[Start of Attachment]

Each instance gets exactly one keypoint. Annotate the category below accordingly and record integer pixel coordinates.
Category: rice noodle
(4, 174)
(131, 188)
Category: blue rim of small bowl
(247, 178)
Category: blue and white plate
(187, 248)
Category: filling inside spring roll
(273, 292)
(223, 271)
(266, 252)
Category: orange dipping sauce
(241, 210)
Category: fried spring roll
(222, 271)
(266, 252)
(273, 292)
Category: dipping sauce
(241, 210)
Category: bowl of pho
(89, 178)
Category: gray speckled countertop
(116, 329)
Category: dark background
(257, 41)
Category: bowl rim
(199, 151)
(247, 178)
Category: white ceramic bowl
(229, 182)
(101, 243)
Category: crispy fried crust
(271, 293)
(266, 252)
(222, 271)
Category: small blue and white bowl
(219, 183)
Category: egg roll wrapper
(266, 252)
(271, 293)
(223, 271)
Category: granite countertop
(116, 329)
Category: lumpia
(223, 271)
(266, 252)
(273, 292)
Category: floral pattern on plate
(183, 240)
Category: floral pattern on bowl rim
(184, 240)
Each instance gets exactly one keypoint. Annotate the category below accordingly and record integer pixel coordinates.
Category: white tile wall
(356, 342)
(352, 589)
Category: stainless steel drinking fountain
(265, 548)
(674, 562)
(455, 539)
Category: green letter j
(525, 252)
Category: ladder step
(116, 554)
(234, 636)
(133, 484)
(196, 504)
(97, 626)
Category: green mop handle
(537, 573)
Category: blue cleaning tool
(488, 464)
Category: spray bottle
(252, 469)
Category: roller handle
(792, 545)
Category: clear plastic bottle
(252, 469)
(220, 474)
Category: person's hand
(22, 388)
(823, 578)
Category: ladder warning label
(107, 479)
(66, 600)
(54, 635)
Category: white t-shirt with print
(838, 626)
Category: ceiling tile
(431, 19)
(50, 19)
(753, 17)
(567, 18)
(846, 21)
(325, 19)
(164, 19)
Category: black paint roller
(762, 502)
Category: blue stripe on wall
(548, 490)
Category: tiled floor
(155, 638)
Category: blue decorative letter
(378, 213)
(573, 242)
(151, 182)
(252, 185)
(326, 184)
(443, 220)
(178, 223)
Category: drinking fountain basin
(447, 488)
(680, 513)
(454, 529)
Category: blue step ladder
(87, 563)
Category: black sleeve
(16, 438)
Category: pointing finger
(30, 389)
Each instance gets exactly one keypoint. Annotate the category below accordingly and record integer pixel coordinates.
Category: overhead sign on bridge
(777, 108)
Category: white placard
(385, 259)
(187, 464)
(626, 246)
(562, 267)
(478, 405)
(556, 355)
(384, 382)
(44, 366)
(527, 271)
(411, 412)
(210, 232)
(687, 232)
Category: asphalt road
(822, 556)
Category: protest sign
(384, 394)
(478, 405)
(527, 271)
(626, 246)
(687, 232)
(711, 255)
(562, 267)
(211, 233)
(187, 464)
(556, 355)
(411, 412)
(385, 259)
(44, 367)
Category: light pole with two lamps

[End of Attachment]

→ **Problem requirements**
After reading the data above, return it verbatim in full.

→ **Task solution**
Each instance gets exactly one keypoint. Annotate the category below accordingly and record integer pixel coordinates.
Category: rice noodle
(4, 174)
(131, 188)
Category: blue rim of small bowl
(247, 178)
Category: blue and white plate
(187, 248)
Category: filling inside spring roll
(273, 292)
(223, 271)
(266, 252)
Category: orange dipping sauce
(241, 210)
Category: fried spring roll
(222, 271)
(266, 252)
(273, 292)
Category: dipping sauce
(241, 210)
Category: bowl of pho
(89, 178)
Category: gray speckled countertop
(116, 329)
Category: dark background
(257, 41)
Category: bowl rim
(199, 151)
(247, 178)
Category: white ceramic bowl
(229, 182)
(101, 243)
Category: crispy fried crust
(271, 293)
(266, 252)
(222, 271)
Category: small blue and white bowl
(219, 183)
Category: egg roll wrapper
(266, 252)
(271, 293)
(223, 271)
Category: granite countertop
(116, 329)
Category: lumpia
(223, 271)
(266, 252)
(273, 292)
Category: floral pattern on plate
(183, 240)
Category: floral pattern on bowl rim
(184, 240)
Each instance gets exactly one keypoint. Annotate the category below accordingly and record integer pixel coordinates.
Category: white tile wall
(356, 342)
(352, 589)
Category: stainless steel drinking fountain
(265, 548)
(674, 562)
(455, 539)
Category: green letter j
(525, 252)
Category: ladder step
(116, 554)
(234, 636)
(133, 484)
(196, 504)
(97, 626)
Category: green mop handle
(537, 573)
Category: blue cleaning tool
(488, 464)
Category: spray bottle
(252, 469)
Category: roller handle
(792, 545)
Category: clear plastic bottle
(252, 469)
(220, 474)
Category: person's hand
(22, 388)
(823, 578)
Category: ladder warning label
(107, 479)
(66, 600)
(54, 635)
Category: white t-shirt with print
(838, 626)
Category: ceiling tile
(431, 19)
(50, 19)
(753, 17)
(567, 18)
(846, 21)
(325, 19)
(164, 19)
Category: black paint roller
(762, 502)
Category: blue stripe on wall
(548, 490)
Category: tiled floor
(155, 638)
Category: blue decorative letter
(378, 213)
(573, 242)
(151, 182)
(252, 185)
(326, 184)
(443, 220)
(178, 223)
Category: drinking fountain basin
(447, 488)
(680, 513)
(454, 529)
Category: blue step ladder
(87, 563)
Category: black sleeve
(16, 438)
Category: pointing finger
(30, 389)
Each instance gets exactly one keypoint. Annotate the category below accordingly and record integer pixel coordinates.
Category: overhead sign on bridge
(777, 108)
Category: white placard
(385, 259)
(187, 464)
(626, 246)
(562, 267)
(478, 405)
(556, 355)
(384, 382)
(44, 366)
(527, 271)
(411, 412)
(210, 232)
(687, 232)
Category: asphalt road
(822, 556)
Category: protest sign
(384, 394)
(478, 405)
(527, 271)
(626, 246)
(687, 232)
(711, 255)
(562, 267)
(211, 233)
(187, 464)
(556, 355)
(411, 412)
(385, 259)
(44, 367)
Category: light pole with two lamps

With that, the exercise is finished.